CEP CHILE – El sistema carcelario chileno está al borde del colapso. Con más de 61 mil personas privadas de libertad, nuestras cárceles superan en un 43% su capacidad instalada. Y la tendencia no cede: solo en el último año, la población penal aumentó un 7,2%. Si nada cambia, en 2030 alcanzaremos los 70 mil internos. El plan maestro penitenciario recién aprobado contempla 12 mil nuevas plazas para ese año. Aun así, nos quedaremos cortos.
Este hacinamiento sería ya alarmante en cualquier circunstancia. Pero se agrava al considerar otro fenómeno: el crecimiento explosivo de la población penal extranjera. Hoy, casi uno de cada seis internos no es chileno. Y mientras la población penal total creció un 7,2% en el último año, la extranjera lo hizo al doble: 13,6%. Además, el 50% de estos internos está aún en calidad de imputado, no condenado, y muchos ingresaron por pasos no habilitados, sin identificación clara. En la práctica, tenemos miles de personas privadas de libertad cuya identidad e historial son inciertos, lo que complica su control, segregación y seguimiento dentro del sistema.
En las últimas semanas hemos visto las consecuencias de este vacío. Un sicario venezolano que ingresó clandestinamente al país —y que ya había sido detenido— fue liberado desde el penal Santiago 1. A su vez, en la Cárcel de Valparaíso estaba detenido —y seguía operando desde ahí— un líder del Tren de Aragua bajo otro nombre, sin que ninguna autoridad lo advirtiera. Estos episodios no son accidentes administrativos: son síntomas de una pérdida progresiva de control.
La sobrepoblación carcelaria genera condiciones fértiles para que estos recintos se transformen en centros de operación del crimen organizado. Así lo demuestra la experiencia regional, desde Brasil hasta El Salvador. Cuando el Estado pierde el control de los recintos penitenciarios, los internos lo suplen mediante formas de gobernanza extralegal. En recintos sobrepoblados o hacinados, esta gobernanza deja de ser atomizada: se vuelve centralizada, sostenida por bandas o pandillas que controlan módulos completos, corrompen la autoridad oficial, gravan economías ilegales y se aseguran el monopolio del castigo y la protección.

→ Inténtalo
Según el texto sobre el sistema carcelario chileno, ¿por qué se complica el control, la segregación y el seguimiento de muchos internos extranjeros? Responde en una a tres oraciones.

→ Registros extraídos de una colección

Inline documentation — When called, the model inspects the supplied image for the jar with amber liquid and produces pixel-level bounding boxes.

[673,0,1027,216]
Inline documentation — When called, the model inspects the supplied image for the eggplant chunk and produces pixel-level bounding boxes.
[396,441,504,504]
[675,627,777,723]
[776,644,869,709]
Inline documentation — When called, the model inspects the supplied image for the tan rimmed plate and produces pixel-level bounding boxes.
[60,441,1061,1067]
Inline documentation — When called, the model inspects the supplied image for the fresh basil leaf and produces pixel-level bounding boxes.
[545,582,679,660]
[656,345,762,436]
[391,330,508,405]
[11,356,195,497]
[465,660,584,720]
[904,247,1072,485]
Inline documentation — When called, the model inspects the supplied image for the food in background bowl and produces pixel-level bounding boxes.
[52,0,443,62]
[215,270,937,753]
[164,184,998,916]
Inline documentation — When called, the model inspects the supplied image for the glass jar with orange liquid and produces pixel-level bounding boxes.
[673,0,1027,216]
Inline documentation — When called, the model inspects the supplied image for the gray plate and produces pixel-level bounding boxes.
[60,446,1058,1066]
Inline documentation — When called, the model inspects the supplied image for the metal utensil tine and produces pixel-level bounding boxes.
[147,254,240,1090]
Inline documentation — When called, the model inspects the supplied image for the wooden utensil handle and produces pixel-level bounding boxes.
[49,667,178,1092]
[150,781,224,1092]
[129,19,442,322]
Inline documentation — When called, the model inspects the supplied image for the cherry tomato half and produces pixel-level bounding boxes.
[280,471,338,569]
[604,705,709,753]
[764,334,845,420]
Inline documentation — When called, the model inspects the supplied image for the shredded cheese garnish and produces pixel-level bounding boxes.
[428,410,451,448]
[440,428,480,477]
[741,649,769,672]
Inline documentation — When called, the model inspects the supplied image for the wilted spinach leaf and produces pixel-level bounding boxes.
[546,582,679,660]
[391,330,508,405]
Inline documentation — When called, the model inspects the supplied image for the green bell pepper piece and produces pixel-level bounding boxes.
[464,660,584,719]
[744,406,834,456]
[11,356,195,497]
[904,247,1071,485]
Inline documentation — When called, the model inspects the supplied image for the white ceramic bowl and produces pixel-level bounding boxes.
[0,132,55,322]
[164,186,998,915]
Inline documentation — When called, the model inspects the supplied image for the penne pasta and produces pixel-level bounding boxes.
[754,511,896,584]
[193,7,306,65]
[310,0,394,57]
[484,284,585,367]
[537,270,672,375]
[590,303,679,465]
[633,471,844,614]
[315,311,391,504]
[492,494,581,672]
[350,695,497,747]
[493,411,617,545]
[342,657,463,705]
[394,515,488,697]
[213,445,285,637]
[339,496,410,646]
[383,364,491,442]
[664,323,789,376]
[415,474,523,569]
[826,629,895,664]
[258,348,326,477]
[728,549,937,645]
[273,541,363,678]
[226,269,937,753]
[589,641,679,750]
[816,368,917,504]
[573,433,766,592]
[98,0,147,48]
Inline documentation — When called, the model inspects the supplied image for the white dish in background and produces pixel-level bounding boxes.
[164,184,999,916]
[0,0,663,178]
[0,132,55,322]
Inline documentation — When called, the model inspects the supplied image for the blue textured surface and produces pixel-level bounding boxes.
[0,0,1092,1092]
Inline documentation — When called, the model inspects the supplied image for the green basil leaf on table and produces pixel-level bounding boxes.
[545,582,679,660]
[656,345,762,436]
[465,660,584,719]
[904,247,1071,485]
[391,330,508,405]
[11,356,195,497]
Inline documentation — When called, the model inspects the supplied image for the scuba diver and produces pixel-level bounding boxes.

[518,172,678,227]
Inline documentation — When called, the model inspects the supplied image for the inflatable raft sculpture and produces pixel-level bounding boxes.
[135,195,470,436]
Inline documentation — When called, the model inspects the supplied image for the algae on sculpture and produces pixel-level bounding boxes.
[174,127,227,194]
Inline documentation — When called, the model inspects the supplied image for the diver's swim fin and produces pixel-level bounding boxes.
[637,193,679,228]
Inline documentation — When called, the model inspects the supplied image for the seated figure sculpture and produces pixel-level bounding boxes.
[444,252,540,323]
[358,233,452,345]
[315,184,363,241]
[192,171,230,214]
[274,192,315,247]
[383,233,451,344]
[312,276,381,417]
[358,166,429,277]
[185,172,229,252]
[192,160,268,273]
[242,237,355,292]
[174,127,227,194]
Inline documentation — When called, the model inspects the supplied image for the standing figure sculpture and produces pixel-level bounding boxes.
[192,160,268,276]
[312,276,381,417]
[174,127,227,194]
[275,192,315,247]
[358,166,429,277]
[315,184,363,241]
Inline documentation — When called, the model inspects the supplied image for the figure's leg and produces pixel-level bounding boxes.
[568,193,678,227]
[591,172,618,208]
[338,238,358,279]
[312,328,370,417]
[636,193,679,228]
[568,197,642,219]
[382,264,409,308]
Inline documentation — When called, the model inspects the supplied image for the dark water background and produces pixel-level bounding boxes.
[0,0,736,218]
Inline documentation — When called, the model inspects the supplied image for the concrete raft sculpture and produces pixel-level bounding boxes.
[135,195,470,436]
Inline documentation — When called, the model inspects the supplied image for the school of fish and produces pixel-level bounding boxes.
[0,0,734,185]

==

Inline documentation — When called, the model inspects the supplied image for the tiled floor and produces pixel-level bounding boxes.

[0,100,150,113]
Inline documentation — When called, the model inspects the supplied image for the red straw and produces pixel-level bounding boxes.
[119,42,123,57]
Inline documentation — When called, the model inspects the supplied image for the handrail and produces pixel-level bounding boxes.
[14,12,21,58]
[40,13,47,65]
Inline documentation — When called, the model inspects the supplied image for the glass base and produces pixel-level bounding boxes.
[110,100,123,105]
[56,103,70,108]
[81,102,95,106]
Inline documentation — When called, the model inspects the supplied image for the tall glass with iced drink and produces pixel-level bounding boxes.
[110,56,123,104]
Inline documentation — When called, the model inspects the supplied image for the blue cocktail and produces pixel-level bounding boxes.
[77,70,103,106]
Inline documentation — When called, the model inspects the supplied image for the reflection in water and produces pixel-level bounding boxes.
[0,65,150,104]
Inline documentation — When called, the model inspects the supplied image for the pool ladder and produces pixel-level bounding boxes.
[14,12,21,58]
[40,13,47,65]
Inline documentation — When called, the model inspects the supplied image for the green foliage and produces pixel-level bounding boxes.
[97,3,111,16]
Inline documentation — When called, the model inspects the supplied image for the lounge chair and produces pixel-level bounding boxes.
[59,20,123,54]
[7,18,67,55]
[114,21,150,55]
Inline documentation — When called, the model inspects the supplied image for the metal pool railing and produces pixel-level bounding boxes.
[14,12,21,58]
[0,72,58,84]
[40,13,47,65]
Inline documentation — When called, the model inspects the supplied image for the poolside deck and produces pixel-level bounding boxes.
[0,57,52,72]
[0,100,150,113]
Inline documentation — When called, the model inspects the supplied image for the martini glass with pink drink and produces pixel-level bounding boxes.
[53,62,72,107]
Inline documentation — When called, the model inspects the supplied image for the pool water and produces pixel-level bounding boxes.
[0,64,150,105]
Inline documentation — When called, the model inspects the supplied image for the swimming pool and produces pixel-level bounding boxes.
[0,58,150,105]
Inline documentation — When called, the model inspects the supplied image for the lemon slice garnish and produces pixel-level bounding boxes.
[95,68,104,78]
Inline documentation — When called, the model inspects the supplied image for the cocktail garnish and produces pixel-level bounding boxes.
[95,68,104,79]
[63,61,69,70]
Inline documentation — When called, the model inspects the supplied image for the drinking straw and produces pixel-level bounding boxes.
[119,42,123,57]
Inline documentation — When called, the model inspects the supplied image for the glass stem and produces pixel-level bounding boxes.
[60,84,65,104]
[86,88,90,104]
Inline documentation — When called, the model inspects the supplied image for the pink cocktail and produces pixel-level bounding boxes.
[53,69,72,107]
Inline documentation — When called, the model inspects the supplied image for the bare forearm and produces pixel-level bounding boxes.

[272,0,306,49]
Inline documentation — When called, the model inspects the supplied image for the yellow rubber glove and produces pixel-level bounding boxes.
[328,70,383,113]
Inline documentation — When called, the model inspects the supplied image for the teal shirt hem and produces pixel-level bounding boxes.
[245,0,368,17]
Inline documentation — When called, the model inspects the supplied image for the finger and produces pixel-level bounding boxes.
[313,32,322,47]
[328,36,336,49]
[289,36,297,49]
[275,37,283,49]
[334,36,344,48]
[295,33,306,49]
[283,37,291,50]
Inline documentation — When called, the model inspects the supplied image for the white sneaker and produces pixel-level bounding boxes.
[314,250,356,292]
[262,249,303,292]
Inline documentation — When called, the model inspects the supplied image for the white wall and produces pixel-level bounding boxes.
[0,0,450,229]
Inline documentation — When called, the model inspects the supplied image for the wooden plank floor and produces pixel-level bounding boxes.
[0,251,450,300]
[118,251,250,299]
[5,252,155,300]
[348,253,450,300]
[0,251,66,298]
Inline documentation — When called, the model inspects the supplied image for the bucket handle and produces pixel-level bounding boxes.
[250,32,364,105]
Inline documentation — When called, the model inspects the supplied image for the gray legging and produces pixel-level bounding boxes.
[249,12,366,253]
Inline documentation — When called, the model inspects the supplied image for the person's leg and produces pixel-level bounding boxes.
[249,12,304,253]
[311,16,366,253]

→ Solución del problema
Muchos ingresaron al país por pasos no habilitados y sin identificación clara. Por eso su identidad y su historial son inciertos, lo que complica su control, segregación y seguimiento dentro del sistema.